To the rich young ruler who says, “I’ve followed all the commandments…” Jesus says: meaningless! Give up your idolatry and vanity. Sell what you have and give it to the poor. It is easier for a camel to go through the eye of a needle than for someone who is rich to enter the kingdom of God!
Upon entering the temple, Jesus goes up to the salespeople at their tables and flips them over. “All the stuff going on in your church? Meaningless! My house shall be a house of prayer, but you have made it a den of robbers.”
As he left the temple, one of the disciples looked admiringly at the grand structure, but Jesus said, “See this? None of these stones will be left. All will be thrown down.” Stop admiring what will not last.
There are so many things of true importance in the world. Why would we focus on what is meaningless, vain, and idolatrous?
The disillusionment of Ecclesiastes and the ministry of Jesus aren’t any fun.
We much prefer singing amens than we do unmasking the vanity of things we hold dear. But within the word disillusionment is the key to the good news. Disillusionment is, for sure, a disappointing feeling. But dis-illusionment is also the undoing of our illusions!
None of us, when probed, would consciously say, “yes, I would like to see things incorrectly. I would like to spend my days chasing after things that don’t last.” It would be ludicrous to do so.
Sometimes the exact thing we need is for Jesus, the Teacher, to come in and turn our tables over, wipe the slate clean, start from scratch and build things up from the foundation.
This discontentment and disillusionment with how things are might just be exactly what we need to regain the youthful exuberance of discipleship as children of God.
To be clear, we cannot give into the forms of disillusionment that lead us into the depths of cynicism. We might end up there every once in a while, but we can’t stay there.
But the disillusionment with the status quo that leads us to self-emptying is exactly the kind we need this Thanksgiving.
Yeah, I said it. We need to be disillusioned with some things to truly give thanks to God.
Too often, we give thanks like the rich young ruler might: “Lord, thank you for not making me like those other people who don’t know you, who don’t have what I have.” Maybe we give thanks like Joel Osteen, “thank you God for helping me live my best life now, thank you for showing me with blessings.”
Such thanksgivings are vanity. They are like a house build on sand, like the bricks of a great temple.

+ + + + +

**PARTS OF THE EXERCISE:**
**1)** In the passage on disillusionment, what does Jesus say will become of the stones of the temple?
**2)** Please resume the passage on disillusionment right after its final sentence.
The data below has no connection to the passage on disillusionment.

**ENTRIES SUPPLIED:**
+ + + + +

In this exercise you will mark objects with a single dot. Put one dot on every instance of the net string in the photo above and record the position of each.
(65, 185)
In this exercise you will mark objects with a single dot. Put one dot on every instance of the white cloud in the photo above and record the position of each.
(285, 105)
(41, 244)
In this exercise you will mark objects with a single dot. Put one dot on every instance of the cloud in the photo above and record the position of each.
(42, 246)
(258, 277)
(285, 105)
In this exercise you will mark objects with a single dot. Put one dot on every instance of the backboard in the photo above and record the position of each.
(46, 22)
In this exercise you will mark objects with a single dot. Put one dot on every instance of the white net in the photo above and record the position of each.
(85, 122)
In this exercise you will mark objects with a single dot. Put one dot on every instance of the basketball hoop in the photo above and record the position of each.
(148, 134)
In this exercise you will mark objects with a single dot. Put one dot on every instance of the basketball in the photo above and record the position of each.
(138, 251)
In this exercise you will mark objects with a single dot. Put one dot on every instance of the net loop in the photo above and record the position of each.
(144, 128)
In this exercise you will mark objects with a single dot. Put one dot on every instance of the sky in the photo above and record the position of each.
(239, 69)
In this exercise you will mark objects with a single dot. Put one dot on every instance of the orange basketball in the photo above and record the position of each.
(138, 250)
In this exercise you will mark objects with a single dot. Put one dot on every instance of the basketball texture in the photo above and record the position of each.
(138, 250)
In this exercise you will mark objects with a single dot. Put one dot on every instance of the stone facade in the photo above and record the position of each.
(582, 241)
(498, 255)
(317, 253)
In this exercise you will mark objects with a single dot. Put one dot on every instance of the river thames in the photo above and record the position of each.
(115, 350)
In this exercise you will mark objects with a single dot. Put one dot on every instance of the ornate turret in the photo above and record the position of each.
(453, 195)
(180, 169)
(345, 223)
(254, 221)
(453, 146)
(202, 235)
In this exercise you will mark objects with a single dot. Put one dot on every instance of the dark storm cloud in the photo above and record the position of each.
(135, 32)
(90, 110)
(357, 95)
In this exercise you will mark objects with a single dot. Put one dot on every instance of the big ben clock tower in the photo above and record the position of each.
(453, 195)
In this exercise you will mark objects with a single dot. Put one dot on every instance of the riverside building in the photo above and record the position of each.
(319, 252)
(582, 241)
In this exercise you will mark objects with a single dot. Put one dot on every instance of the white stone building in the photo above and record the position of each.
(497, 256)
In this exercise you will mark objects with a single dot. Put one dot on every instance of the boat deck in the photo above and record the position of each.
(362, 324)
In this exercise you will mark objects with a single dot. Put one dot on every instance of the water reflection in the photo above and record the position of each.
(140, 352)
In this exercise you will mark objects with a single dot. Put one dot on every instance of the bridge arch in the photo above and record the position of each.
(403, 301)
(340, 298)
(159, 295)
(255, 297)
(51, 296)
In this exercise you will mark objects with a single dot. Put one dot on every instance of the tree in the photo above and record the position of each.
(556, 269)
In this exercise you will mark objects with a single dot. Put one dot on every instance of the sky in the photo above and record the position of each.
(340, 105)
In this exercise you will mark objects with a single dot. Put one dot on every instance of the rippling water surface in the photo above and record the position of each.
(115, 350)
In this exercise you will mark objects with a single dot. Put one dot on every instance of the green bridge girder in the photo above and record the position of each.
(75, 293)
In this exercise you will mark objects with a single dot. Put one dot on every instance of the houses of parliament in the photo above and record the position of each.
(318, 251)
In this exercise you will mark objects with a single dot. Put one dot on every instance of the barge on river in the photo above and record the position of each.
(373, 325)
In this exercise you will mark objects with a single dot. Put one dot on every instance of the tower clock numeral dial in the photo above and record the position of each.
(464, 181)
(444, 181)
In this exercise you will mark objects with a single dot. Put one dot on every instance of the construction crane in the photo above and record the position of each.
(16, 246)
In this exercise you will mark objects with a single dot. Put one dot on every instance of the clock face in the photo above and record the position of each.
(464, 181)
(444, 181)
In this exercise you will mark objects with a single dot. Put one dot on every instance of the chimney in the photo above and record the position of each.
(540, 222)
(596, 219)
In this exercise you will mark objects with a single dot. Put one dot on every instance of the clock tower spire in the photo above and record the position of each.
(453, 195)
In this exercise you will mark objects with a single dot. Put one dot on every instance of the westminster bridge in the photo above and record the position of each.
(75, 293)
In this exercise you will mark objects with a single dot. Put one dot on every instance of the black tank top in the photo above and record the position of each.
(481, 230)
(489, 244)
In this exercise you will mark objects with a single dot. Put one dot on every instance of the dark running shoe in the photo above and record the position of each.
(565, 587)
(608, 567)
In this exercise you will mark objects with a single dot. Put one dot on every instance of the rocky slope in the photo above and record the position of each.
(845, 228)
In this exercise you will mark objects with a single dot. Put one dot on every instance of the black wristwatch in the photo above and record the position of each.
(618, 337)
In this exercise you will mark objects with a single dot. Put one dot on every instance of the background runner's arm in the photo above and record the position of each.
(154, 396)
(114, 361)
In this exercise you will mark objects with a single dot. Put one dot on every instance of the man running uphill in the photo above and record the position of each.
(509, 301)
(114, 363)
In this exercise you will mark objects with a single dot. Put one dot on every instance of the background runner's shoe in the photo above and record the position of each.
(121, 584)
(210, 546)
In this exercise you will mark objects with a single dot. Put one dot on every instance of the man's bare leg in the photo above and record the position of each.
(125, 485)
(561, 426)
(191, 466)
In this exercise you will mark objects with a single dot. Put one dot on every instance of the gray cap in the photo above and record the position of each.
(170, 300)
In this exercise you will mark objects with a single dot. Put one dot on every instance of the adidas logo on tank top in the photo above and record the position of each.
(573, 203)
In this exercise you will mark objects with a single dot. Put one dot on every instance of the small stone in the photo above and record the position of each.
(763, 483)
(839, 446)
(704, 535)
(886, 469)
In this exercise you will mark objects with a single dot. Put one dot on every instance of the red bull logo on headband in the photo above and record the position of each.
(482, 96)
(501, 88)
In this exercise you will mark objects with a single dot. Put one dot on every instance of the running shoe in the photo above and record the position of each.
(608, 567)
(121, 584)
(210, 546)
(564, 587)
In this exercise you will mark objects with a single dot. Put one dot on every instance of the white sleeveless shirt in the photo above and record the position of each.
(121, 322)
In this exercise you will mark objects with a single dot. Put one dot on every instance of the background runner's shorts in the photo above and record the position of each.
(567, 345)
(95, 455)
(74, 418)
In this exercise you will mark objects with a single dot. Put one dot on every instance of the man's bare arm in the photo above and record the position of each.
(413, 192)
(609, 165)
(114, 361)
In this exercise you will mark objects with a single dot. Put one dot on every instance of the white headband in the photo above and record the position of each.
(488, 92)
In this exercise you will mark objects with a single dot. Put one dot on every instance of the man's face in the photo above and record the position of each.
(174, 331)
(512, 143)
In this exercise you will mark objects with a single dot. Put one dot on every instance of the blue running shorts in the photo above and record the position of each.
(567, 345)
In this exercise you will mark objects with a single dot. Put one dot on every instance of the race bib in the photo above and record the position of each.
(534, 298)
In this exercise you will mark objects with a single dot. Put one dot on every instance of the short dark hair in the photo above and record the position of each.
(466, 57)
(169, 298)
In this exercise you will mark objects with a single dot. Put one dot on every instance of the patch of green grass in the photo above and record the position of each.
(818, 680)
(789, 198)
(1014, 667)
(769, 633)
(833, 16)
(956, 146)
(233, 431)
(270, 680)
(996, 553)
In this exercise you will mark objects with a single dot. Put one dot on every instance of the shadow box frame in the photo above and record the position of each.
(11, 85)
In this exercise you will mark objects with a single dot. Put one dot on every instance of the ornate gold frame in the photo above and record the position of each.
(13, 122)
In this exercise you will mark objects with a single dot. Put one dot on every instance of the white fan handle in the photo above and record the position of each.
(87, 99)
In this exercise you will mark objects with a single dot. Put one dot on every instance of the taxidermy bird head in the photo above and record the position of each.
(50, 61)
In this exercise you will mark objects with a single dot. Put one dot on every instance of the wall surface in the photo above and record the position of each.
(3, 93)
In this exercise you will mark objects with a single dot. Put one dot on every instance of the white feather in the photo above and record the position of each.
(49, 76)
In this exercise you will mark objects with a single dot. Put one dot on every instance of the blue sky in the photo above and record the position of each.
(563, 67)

+ + + + +

**TASK-BY-TASK ANSWERS:**
**1)** None of them will be left; all will be thrown down.

**2)**
But the promise of God is that not all is vanity. The Teacher of Ecclesiastes couldn’t see it, but he was looking in the wrong places. He’s right—we’ll never find meaning in routine work, in toil and trouble, in pleasures of food or drink. These are vanity.
But what is there that isn’t a vain illusion?
What in this world truly abides?
Paul gives us the answer in 1 Corinthians 13—
“And now these three remain: faith, hope, and love. And the greatest of these is love.”
When we’re busy clinging onto the dust, we can’t grasp any of those things. We can’t have faith in God’s provision for an uncertain future if our future is sure. We can’t have hope if we’re clinging to the status quo of how things are. We can’t have true love when we’re only interested in our own self-importance and self-preservation.
But when everything else is stripped away from our minds, all of those so-called blessings of life, when we become disillusioned like the Teacher—only then can we become filled with the faith, hope, and love of Christ.
To paraphrase the words of St. Paul, “If I speak in the tongues of mortals and angels but do not have love, I am but dust in the wind—vanity! Even if I give away all my possessions and do not have love, I gain nothing.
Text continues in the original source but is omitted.